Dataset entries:
-- -- --
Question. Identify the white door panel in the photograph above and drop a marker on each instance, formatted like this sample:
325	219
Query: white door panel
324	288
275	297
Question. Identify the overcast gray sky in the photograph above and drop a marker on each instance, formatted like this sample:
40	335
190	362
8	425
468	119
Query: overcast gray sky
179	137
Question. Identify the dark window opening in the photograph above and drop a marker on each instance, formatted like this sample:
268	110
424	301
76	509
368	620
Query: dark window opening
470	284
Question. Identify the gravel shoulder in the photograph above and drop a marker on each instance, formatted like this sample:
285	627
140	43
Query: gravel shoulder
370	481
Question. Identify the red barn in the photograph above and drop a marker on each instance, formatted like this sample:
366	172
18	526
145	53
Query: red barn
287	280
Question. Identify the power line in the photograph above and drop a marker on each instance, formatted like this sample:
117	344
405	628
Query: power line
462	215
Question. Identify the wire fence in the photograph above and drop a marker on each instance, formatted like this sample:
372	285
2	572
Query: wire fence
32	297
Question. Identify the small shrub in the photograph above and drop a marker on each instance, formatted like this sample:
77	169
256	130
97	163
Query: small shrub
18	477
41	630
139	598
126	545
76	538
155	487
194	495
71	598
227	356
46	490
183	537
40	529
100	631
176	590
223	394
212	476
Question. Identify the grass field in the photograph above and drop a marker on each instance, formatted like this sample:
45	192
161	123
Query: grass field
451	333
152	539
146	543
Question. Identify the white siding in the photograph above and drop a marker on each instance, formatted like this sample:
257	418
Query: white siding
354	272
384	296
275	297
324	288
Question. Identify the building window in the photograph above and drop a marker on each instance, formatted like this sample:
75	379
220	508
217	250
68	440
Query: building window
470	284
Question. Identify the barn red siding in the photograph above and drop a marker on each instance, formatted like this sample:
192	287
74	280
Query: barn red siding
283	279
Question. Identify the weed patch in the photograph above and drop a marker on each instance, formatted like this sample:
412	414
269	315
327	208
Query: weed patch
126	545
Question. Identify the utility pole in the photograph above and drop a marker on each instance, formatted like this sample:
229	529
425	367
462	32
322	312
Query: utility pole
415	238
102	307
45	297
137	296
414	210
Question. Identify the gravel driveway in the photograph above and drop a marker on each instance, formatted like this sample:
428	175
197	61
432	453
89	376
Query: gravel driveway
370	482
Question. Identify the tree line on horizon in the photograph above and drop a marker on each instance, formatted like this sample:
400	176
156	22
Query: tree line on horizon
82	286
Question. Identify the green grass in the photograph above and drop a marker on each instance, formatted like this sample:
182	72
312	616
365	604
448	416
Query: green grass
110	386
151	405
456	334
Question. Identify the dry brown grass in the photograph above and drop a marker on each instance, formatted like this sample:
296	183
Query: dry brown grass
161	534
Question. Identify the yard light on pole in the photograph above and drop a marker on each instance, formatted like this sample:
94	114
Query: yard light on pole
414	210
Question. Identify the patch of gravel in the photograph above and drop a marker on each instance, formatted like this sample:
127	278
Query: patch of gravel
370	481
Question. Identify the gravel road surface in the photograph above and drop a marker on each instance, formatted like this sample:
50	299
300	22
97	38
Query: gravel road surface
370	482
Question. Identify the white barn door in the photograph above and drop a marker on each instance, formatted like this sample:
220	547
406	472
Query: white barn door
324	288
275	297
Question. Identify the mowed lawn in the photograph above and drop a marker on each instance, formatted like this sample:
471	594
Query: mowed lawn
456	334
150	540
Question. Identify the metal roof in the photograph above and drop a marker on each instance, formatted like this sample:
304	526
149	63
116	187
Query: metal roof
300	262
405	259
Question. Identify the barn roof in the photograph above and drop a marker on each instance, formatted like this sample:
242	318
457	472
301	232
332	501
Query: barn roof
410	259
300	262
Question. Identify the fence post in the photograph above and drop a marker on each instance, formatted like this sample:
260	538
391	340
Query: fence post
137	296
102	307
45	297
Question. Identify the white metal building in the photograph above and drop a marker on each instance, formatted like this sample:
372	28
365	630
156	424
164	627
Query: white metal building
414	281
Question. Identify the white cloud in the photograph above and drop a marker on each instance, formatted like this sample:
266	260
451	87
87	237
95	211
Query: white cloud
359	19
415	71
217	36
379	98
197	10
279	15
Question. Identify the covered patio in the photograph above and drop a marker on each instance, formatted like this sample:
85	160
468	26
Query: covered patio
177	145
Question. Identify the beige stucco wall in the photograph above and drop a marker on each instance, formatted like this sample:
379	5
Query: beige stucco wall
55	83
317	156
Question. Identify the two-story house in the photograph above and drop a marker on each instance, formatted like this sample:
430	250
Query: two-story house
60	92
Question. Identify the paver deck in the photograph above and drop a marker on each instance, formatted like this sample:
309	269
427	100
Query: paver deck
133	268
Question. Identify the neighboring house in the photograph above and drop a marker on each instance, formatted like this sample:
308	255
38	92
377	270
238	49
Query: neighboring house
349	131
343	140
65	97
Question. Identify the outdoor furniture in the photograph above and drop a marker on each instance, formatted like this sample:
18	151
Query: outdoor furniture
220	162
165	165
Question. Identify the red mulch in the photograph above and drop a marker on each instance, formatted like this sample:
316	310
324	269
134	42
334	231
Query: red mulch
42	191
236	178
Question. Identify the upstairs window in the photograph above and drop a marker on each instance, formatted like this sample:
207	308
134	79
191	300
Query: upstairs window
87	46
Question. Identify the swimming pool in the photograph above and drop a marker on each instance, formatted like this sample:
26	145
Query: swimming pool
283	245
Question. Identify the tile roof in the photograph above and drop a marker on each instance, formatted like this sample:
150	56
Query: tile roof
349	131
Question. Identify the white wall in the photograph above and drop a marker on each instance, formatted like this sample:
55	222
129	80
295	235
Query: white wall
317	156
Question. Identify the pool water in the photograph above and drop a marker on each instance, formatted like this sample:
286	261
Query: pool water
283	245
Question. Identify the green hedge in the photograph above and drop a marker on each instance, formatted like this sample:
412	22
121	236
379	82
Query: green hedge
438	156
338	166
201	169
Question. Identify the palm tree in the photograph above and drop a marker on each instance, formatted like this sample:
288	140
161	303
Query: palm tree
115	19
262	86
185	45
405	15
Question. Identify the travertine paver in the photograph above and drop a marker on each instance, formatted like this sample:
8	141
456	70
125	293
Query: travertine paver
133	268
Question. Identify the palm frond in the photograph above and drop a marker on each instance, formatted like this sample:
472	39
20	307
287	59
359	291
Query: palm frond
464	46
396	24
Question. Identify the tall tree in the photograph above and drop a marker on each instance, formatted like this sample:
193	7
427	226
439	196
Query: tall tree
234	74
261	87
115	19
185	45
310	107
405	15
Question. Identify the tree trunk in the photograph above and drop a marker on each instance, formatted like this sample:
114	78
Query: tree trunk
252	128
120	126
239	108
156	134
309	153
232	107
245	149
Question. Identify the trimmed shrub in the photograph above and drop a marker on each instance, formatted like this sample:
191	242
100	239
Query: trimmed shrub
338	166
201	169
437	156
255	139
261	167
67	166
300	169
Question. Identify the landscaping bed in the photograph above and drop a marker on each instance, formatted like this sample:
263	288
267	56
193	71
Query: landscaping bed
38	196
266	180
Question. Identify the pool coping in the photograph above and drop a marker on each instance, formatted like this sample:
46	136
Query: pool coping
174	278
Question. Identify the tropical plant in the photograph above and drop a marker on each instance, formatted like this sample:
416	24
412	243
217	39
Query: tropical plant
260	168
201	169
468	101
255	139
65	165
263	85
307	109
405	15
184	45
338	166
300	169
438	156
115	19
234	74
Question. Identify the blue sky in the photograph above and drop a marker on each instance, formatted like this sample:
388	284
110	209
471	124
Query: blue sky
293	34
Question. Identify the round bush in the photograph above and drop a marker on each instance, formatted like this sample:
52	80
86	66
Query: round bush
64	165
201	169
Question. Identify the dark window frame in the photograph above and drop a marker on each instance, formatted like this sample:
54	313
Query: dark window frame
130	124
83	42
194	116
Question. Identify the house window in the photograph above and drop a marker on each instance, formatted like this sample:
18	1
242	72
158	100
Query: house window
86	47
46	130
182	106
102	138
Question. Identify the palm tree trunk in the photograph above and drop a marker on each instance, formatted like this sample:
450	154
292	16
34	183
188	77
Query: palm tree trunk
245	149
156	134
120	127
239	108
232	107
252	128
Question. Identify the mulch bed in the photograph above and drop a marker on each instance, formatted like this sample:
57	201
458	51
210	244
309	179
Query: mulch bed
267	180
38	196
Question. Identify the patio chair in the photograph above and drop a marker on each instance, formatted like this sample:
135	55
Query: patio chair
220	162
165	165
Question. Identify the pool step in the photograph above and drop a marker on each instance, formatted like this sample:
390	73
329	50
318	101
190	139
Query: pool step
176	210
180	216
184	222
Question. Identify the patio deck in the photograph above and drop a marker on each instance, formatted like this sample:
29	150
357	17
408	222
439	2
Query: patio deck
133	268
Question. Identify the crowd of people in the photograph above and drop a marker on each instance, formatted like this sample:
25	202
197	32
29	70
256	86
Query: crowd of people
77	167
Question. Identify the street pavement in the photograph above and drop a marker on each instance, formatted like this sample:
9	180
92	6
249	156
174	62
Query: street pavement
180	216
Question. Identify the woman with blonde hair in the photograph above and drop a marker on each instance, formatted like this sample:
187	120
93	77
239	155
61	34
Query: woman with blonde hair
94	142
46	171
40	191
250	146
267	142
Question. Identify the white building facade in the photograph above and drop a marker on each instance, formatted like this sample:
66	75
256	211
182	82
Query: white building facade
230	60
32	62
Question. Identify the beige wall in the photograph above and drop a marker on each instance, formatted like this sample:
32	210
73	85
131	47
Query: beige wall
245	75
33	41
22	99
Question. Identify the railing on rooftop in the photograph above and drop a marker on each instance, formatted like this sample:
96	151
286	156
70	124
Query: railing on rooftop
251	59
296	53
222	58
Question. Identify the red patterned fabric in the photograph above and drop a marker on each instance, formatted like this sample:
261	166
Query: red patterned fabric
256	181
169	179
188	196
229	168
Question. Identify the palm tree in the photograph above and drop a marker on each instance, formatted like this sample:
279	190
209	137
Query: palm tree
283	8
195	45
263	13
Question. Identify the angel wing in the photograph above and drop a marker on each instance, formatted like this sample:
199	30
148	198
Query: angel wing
-- -- --
ACTIVITY
In the entries above, the lines from the one bearing "Query: red barn" up to and including the one bearing "Question. Identify the gravel driveway" should be transcribed exactly; no other line is wanted.

OUTPUT BELOW
Query: red barn
287	280
Question. Identify the power line in the photograph above and drop a marker on each instance, formatted like this sample:
117	344
405	628
Query: power line
462	215
Question. Identify the wire fence in the photograph above and drop a marker on each instance, formatted like this sample:
372	285
2	572
Query: wire fence
32	297
Question. Identify the small shrub in the photograph above and drop a marker on each instance, formatted like this sample:
77	169
256	130
97	163
Query: small shrub
18	477
41	630
139	598
126	545
76	538
155	487
194	495
71	598
227	356
46	490
183	537
40	529
100	631
176	590
223	394
212	476
Question. Identify the grass field in the photograph above and drop a marker on each instance, formatted like this sample:
45	192
161	123
Query: grass field
451	333
152	539
146	543
Question. Identify the white siding in the photograph above and drop a marker on each instance, formatted like this sample:
257	418
Query: white siding
354	272
384	296
275	297
324	288
Question. Identify the building window in the photograph above and drop a marker on each instance, formatted like this sample:
75	379
220	508
217	250
68	440
Query: building window
470	284
Question. Identify the barn red siding in the photograph above and drop a marker on each instance, formatted like this sample:
192	287
74	280
Query: barn red siding
283	279
Question. Identify the weed patch in the photograph above and drop a marker on each instance, formatted like this sample:
412	414
269	315
327	208
Query: weed patch
126	545
Question. Identify the utility pole in the photograph above and drop a marker on each instance, formatted like this sample:
229	529
425	367
462	32
322	312
Query: utility pole
415	238
102	307
45	297
137	296
414	210
Question. Identify the gravel driveway in the photograph above and drop a marker on each instance, formatted like this sample:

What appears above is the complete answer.